## タスク内容:
以下のレコードから文字列「subject」を含む行をすべて見つけ、それぞれ1行ずつ書き写すこと。大文字と小文字は区別する。

## データ:
▶

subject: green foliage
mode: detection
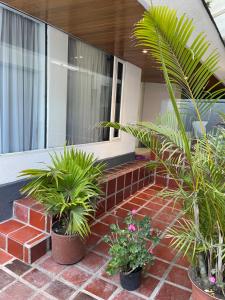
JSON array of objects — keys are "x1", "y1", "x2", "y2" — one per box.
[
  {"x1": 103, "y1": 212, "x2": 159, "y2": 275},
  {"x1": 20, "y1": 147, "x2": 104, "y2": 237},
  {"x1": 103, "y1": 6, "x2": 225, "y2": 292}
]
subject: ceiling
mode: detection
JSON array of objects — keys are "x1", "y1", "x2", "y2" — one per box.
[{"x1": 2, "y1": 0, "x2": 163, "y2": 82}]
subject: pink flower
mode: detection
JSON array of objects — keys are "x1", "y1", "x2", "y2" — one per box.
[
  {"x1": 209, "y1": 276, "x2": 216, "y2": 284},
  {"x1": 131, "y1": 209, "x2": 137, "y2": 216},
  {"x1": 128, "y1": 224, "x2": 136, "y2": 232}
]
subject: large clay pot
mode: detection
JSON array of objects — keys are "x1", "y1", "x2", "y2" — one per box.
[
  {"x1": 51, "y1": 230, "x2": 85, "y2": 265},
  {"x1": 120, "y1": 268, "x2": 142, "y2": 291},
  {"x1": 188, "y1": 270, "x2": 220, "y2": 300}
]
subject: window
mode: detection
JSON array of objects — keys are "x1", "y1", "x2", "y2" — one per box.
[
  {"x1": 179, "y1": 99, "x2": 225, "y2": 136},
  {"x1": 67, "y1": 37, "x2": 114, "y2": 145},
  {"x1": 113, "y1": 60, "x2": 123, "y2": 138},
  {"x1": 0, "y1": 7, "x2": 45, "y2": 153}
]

◀
▶

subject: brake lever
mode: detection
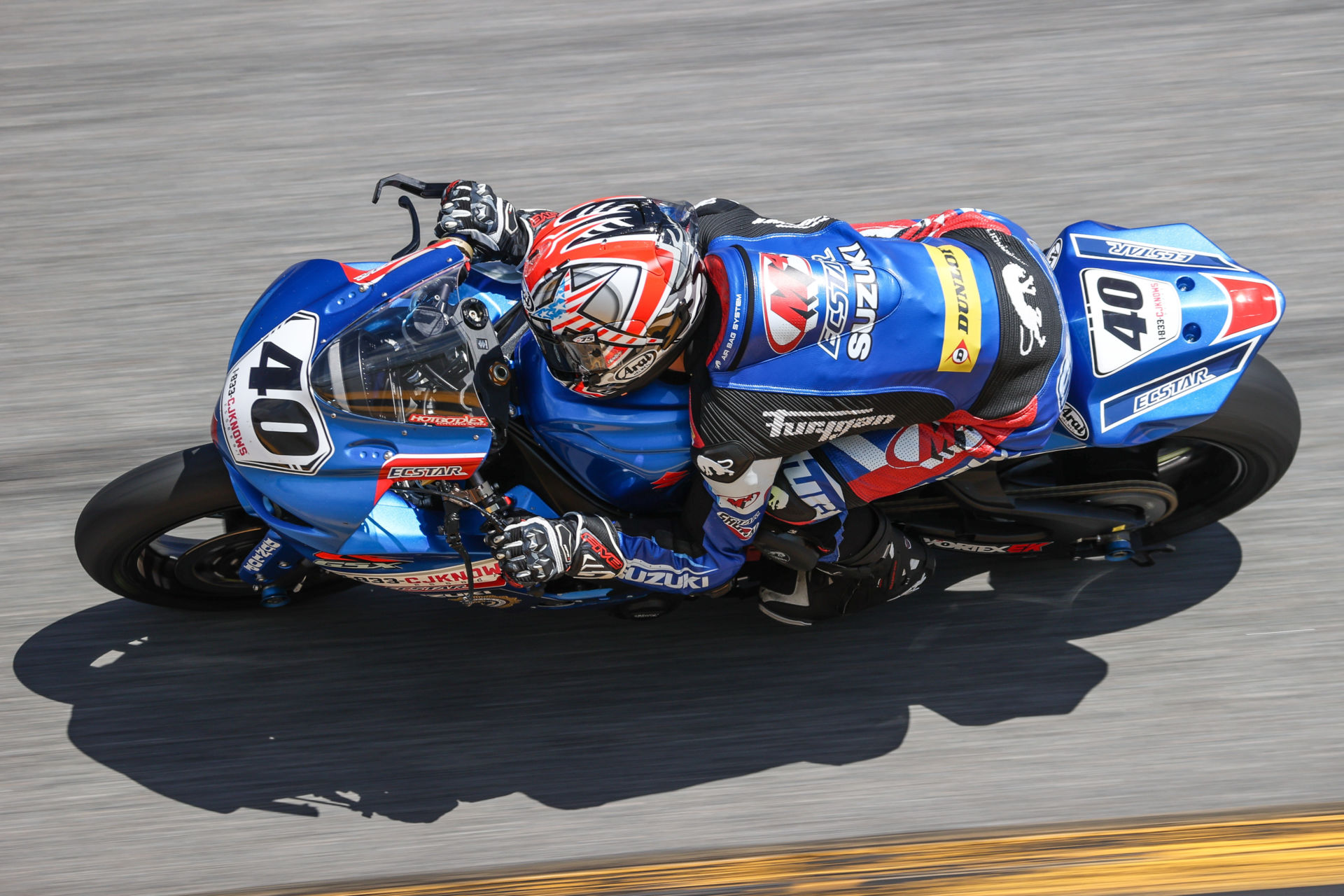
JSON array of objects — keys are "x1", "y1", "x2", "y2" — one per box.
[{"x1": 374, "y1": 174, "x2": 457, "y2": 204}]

◀

## 正解:
subject: green foliage
subject: ceiling
subject: pink flower
subject: large clay pot
subject: window
subject: brake lever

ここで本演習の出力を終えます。